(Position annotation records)
<<<<
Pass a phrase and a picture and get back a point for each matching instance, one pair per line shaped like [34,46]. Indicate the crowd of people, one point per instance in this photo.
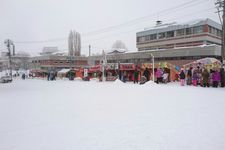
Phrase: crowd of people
[202,76]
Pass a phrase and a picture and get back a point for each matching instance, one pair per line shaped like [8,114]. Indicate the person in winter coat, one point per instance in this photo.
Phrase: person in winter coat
[195,78]
[182,78]
[136,73]
[146,74]
[189,76]
[23,76]
[216,78]
[205,78]
[159,74]
[222,75]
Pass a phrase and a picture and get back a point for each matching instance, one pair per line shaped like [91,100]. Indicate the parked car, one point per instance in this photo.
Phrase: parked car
[5,79]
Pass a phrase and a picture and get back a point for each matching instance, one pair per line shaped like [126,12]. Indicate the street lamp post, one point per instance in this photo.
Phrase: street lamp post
[104,62]
[153,67]
[8,43]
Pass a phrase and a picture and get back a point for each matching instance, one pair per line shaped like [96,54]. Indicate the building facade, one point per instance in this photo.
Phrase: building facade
[74,44]
[168,36]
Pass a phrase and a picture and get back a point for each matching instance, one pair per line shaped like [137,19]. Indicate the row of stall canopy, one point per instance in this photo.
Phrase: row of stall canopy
[173,70]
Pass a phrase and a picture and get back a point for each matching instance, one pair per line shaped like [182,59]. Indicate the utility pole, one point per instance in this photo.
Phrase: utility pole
[153,67]
[8,43]
[104,63]
[89,50]
[221,8]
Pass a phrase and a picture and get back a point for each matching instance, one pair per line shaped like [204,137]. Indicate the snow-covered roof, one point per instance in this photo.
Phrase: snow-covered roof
[64,71]
[175,26]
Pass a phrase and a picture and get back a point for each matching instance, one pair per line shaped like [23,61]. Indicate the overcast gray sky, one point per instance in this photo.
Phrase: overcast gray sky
[100,22]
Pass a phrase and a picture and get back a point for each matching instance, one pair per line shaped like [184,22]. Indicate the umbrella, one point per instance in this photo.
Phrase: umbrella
[213,62]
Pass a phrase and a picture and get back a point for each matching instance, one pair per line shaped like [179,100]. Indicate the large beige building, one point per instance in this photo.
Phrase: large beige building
[168,36]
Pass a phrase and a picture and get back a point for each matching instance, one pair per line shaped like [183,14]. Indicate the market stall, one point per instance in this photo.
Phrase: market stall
[208,63]
[171,69]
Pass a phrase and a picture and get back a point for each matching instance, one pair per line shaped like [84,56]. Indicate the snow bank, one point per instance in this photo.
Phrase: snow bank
[37,114]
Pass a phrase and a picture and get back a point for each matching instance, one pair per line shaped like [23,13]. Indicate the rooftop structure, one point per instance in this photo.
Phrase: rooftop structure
[167,36]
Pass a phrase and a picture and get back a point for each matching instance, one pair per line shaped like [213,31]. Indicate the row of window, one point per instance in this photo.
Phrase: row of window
[177,33]
[168,46]
[60,62]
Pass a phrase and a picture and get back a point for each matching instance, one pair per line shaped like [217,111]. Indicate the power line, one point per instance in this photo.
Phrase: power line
[131,22]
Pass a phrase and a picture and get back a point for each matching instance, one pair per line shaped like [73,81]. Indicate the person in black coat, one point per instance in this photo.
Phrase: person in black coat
[182,77]
[146,74]
[222,75]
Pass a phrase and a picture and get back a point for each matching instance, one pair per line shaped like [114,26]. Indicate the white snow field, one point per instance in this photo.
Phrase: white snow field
[78,115]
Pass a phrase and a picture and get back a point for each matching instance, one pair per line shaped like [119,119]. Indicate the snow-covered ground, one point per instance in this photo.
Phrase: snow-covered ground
[77,115]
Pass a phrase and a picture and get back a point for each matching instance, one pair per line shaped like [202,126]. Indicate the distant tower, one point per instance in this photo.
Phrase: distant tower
[74,43]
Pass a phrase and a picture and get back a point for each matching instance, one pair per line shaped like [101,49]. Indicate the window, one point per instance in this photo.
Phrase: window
[198,29]
[161,35]
[153,37]
[140,39]
[170,34]
[147,38]
[180,32]
[188,31]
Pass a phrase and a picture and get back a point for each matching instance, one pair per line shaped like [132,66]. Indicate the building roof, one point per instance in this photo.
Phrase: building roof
[175,26]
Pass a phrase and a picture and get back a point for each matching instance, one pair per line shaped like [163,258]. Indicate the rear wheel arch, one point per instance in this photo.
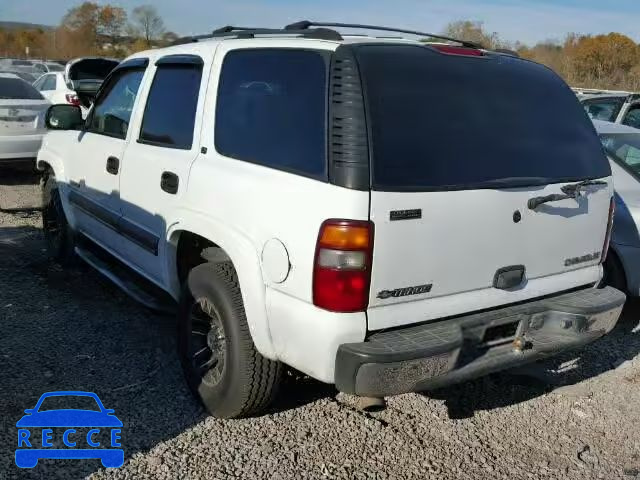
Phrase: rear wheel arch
[228,245]
[615,273]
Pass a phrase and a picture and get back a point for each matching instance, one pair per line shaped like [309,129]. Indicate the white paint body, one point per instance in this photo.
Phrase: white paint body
[21,126]
[457,245]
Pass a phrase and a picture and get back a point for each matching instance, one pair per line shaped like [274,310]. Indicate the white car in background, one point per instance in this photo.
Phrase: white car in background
[22,112]
[48,67]
[54,88]
[78,83]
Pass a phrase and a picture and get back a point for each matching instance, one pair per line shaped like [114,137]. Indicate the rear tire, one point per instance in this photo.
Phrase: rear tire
[220,362]
[614,275]
[58,233]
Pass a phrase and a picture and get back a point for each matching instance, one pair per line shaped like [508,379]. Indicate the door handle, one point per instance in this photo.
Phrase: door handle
[113,165]
[169,182]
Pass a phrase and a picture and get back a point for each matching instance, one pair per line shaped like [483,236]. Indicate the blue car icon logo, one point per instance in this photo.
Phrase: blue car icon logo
[88,431]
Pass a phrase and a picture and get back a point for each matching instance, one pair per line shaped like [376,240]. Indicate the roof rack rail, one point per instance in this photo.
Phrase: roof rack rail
[247,32]
[306,24]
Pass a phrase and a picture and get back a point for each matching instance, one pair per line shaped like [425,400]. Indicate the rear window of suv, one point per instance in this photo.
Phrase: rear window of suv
[443,122]
[272,109]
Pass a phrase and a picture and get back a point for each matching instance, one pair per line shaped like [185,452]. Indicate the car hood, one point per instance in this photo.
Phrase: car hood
[69,418]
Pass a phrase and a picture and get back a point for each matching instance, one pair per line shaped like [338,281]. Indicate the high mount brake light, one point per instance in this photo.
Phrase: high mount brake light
[607,238]
[342,266]
[454,50]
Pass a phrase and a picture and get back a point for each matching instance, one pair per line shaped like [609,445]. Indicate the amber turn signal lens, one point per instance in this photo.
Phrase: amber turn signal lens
[345,237]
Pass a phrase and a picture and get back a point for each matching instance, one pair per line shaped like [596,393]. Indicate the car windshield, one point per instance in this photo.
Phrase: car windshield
[441,122]
[17,89]
[624,148]
[69,402]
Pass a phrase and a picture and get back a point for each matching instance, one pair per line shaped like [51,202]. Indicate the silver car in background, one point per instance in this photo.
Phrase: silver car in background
[622,145]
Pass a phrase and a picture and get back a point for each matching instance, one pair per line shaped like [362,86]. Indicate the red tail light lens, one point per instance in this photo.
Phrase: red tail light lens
[72,99]
[607,238]
[342,269]
[453,50]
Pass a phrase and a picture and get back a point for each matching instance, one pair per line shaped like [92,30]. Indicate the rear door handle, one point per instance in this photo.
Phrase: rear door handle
[169,182]
[113,165]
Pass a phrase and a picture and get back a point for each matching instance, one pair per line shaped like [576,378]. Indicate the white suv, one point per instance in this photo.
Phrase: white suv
[379,213]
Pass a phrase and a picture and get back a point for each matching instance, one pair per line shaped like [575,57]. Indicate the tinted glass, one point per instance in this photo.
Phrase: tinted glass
[632,118]
[39,82]
[15,88]
[112,110]
[606,109]
[171,106]
[49,83]
[272,109]
[443,121]
[625,149]
[27,77]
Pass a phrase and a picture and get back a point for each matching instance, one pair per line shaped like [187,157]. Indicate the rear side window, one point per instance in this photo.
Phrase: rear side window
[113,107]
[272,109]
[441,122]
[170,114]
[632,118]
[17,89]
[49,83]
[605,109]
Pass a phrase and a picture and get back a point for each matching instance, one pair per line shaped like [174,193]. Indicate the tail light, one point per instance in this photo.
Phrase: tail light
[607,238]
[73,99]
[342,269]
[454,50]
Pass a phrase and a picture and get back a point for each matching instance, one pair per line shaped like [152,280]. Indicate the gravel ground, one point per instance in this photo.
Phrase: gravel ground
[575,417]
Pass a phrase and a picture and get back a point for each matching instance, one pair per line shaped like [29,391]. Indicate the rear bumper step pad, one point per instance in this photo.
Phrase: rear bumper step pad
[434,355]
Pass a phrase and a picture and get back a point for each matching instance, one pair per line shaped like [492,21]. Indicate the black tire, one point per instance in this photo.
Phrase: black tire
[614,275]
[58,233]
[230,377]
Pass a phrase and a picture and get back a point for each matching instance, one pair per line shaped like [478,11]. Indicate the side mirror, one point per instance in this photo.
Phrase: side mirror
[64,117]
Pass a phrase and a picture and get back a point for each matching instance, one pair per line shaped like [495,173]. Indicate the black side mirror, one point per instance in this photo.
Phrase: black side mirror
[64,117]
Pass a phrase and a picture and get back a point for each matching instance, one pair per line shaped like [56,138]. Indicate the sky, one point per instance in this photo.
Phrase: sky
[529,21]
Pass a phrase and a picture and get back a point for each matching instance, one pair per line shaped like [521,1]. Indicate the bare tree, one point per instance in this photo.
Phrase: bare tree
[147,23]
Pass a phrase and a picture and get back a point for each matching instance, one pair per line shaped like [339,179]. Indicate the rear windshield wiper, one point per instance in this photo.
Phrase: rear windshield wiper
[576,188]
[569,191]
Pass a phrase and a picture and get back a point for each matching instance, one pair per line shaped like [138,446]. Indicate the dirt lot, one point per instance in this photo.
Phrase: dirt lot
[577,417]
>>>>
- Goal of the exercise
Output the items as a numbered list, from the line containing "shaped like [495,173]." through the last line of the items, and omit any blank lines.

- Answer in full
1. Pass a phrase and a picture and get back a point for each matching instance, one pair per line shaped like [495,173]. Indicate the black side mirror, one point per instance in this photo.
2. Phrase: black side mirror
3. [64,117]
4. Pass a phrase and a picture and get back a point for each matching instance, one pair per line shaped like [56,138]. Indicate the sky, one point per instance in this photo.
5. Phrase: sky
6. [529,21]
7. Pass a phrase and a picture and get back a point for each matching instance, one pair per line shaped like [521,1]. Indicate the bare tree, one point per instance in this photo.
8. Phrase: bare tree
9. [147,23]
10. Pass a phrase and a picture and get back a point for each matching instance, one pair per line shaped like [339,179]. Indicate the rear windshield wiper, one point per instance in this photo.
11. Phrase: rear windshield wiper
12. [576,188]
13. [569,191]
14. Pass a phrase and a picture and get back a point for each matching instance, one pair per line shaped like [138,446]. Indicate the dirt lot, one point per instance in this photo.
15. Phrase: dirt lot
16. [577,417]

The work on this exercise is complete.